* [Tasks]:
[A] Translate this sentence from the Long Beach homelessness article into Spanish: "It is a countywide, statewide, and nationwide issue."
[B] From the Long Beach homelessness article, reproduce the stretch from "Make no mistake, Long" through "the Civic Center.".

* [Page extract]:
────────────────

Photo by Brian Addison.
Make no mistake, Long Beach: homelessness isn’t just an issue relegated to a handful of our parks. It is a countywide, statewide, and nationwide issue.
While Lincoln Park had long remained the mainstay of those experiencing homelessness, acting as makeshift-home and hangout, there is a perceived growth in homelessness in other areas due to the recent Civic Center construction that has now fenced off Lincoln Park and other areas of the Civic Center.
But perception can be tricky. It would be difficult to substantiate that the closure of Lincoln Park has led to the widespread appearance of homeless in other areas because, bluntly put, Lincoln Park was home to a steady, small amount of regulars—for lack of a better term. Even I, when heading communications at the Downtown Long Beach Alliance, began to know faces and people but the faces I see at the nearby Bixby Park where I live aren’t familiar—and they even admit they aren’t from Long Beach.

────────────────

Point labeling dataset excerpts
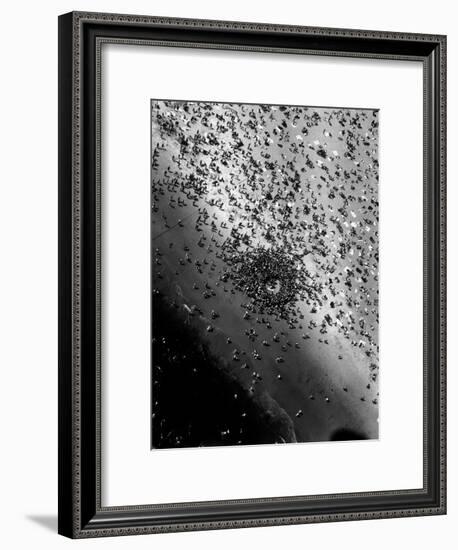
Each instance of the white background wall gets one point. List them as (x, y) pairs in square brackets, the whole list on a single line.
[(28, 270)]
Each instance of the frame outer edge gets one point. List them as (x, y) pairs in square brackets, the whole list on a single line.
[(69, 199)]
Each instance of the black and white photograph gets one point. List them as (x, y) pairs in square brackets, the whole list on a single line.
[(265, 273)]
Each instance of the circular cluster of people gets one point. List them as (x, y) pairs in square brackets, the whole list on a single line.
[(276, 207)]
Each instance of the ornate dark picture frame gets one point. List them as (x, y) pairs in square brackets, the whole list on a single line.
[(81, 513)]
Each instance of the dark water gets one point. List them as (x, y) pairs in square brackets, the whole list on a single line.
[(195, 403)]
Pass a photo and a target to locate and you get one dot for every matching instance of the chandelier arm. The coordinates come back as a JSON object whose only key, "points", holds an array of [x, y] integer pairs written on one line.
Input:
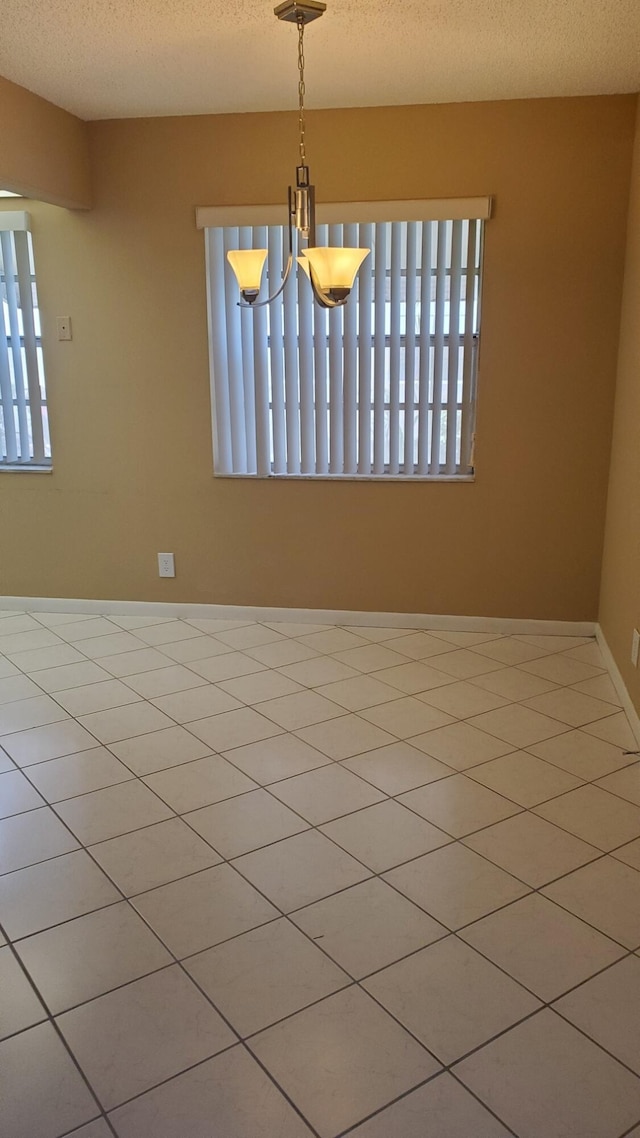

────────────────

* [Written responses]:
[A] Es un problema a nivel del condado, del estado y de todo el país.

[B]
Make no mistake, Long Beach: homelessness isn’t just an issue relegated to a handful of our parks. It is a countywide, statewide, and nationwide issue.
While Lincoln Park had long remained the mainstay of those experiencing homelessness, acting as makeshift-home and hangout, there is a perceived growth in homelessness in other areas due to the recent Civic Center construction that has now fenced off Lincoln Park and other areas of the Civic Center.